Problem description:
Give back all of the records, exactly and completely.

Stored data entries
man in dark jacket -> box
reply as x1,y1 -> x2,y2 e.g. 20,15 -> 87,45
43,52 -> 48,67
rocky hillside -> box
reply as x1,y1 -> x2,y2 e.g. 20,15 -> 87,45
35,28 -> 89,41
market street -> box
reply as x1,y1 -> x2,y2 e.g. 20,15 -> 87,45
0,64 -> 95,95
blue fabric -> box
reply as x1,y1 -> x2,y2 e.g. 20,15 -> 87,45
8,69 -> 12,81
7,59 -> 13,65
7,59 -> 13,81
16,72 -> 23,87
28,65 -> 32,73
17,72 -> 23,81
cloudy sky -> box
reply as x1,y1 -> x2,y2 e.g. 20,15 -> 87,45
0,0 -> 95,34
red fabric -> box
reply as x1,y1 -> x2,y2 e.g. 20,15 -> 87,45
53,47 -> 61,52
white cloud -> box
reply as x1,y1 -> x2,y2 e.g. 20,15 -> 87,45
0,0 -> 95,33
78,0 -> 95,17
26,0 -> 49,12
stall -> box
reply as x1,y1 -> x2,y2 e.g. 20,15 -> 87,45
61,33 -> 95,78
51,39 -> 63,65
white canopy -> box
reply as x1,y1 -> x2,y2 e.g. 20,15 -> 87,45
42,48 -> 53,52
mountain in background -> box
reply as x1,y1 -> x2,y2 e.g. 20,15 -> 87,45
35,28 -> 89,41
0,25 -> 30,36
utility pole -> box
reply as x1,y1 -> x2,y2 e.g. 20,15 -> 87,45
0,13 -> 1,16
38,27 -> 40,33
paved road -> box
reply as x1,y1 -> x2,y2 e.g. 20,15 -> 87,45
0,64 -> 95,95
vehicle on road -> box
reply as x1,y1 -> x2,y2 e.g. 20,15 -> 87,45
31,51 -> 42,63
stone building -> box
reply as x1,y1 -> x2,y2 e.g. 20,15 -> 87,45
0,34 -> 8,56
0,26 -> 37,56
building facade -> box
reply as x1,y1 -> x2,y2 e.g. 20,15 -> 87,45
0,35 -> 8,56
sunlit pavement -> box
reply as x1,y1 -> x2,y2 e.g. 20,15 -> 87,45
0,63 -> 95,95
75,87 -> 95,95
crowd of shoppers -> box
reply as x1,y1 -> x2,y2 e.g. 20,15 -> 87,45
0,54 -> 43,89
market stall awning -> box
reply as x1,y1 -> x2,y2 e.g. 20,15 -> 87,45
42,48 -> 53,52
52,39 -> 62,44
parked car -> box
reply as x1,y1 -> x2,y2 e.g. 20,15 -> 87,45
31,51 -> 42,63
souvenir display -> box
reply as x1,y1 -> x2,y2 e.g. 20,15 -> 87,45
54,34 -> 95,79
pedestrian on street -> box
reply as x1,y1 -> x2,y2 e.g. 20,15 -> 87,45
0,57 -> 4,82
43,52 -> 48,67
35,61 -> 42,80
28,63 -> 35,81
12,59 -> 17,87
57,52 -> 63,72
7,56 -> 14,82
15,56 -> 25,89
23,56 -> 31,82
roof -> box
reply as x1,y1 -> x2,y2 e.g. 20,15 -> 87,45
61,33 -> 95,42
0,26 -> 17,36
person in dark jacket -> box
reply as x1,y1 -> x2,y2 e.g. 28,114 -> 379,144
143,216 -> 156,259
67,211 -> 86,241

Completed task:
man in dark jacket -> box
reply as x1,y1 -> x2,y2 e.g. 20,15 -> 87,45
43,52 -> 48,67
rocky hillside -> box
reply as x1,y1 -> x2,y2 e.g. 20,15 -> 87,45
35,28 -> 89,41
market street -> box
reply as x1,y1 -> x2,y2 e.g. 20,15 -> 87,45
0,64 -> 95,95
blue fabric -> box
reply as x1,y1 -> x2,y2 e.g. 20,15 -> 87,45
8,69 -> 12,81
7,59 -> 13,65
7,59 -> 13,81
16,72 -> 23,87
28,65 -> 32,73
17,72 -> 23,81
cloudy sky -> box
reply as x1,y1 -> x2,y2 e.g. 20,15 -> 87,45
0,0 -> 95,34
red fabric -> box
reply as x1,y1 -> x2,y2 e.g. 20,15 -> 87,45
53,47 -> 61,52
white cloud -> box
reply as x1,y1 -> x2,y2 e.g. 20,15 -> 87,45
0,0 -> 95,33
78,0 -> 95,17
26,0 -> 49,12
stall -> box
reply as x1,y1 -> x2,y2 e.g. 20,15 -> 87,45
61,33 -> 95,78
51,39 -> 63,65
white canopy -> box
reply as x1,y1 -> x2,y2 e.g. 20,15 -> 87,45
42,48 -> 53,52
mountain in background -> box
reply as x1,y1 -> x2,y2 e.g. 20,15 -> 87,45
35,28 -> 89,41
0,25 -> 30,36
utility pole -> box
reply as x1,y1 -> x2,y2 e.g. 20,15 -> 87,45
0,13 -> 1,16
38,27 -> 40,33
paved road -> box
reply as x1,y1 -> x2,y2 e.g. 20,15 -> 87,45
0,64 -> 95,95
vehicle on road -> box
reply as x1,y1 -> x2,y2 e.g. 20,15 -> 87,45
31,51 -> 42,63
stone building -> box
reply as x1,y1 -> x2,y2 e.g. 20,15 -> 87,45
0,34 -> 8,56
0,26 -> 37,56
building facade -> box
reply as x1,y1 -> x2,y2 e.g. 20,15 -> 87,45
0,35 -> 8,56
sunlit pavement -> box
reply as x1,y1 -> x2,y2 e.g. 20,15 -> 87,45
0,63 -> 95,95
75,87 -> 95,95
crowd of shoppers -> box
reply as x1,y1 -> x2,y2 e.g. 20,15 -> 87,45
0,54 -> 43,89
market stall awning -> box
reply as x1,y1 -> x2,y2 e.g. 20,15 -> 87,45
42,48 -> 53,52
52,39 -> 62,44
parked car -> box
reply as x1,y1 -> x2,y2 e.g. 20,15 -> 87,45
31,51 -> 42,63
souvenir display -> box
reply as x1,y1 -> x2,y2 e.g. 20,15 -> 87,45
54,34 -> 95,79
pedestrian on street -> box
reply as x1,y1 -> x2,y2 e.g. 20,15 -> 87,45
0,57 -> 4,82
43,52 -> 48,67
35,61 -> 42,80
28,63 -> 35,81
12,59 -> 17,87
57,52 -> 63,72
7,56 -> 14,82
15,56 -> 25,89
23,56 -> 31,82
roof -> box
reply as x1,y1 -> x2,y2 e.g. 20,15 -> 87,45
61,33 -> 95,42
0,26 -> 17,36
person in dark jacket -> box
reply as x1,y1 -> x2,y2 e.g. 28,114 -> 379,144
143,216 -> 156,259
67,211 -> 86,241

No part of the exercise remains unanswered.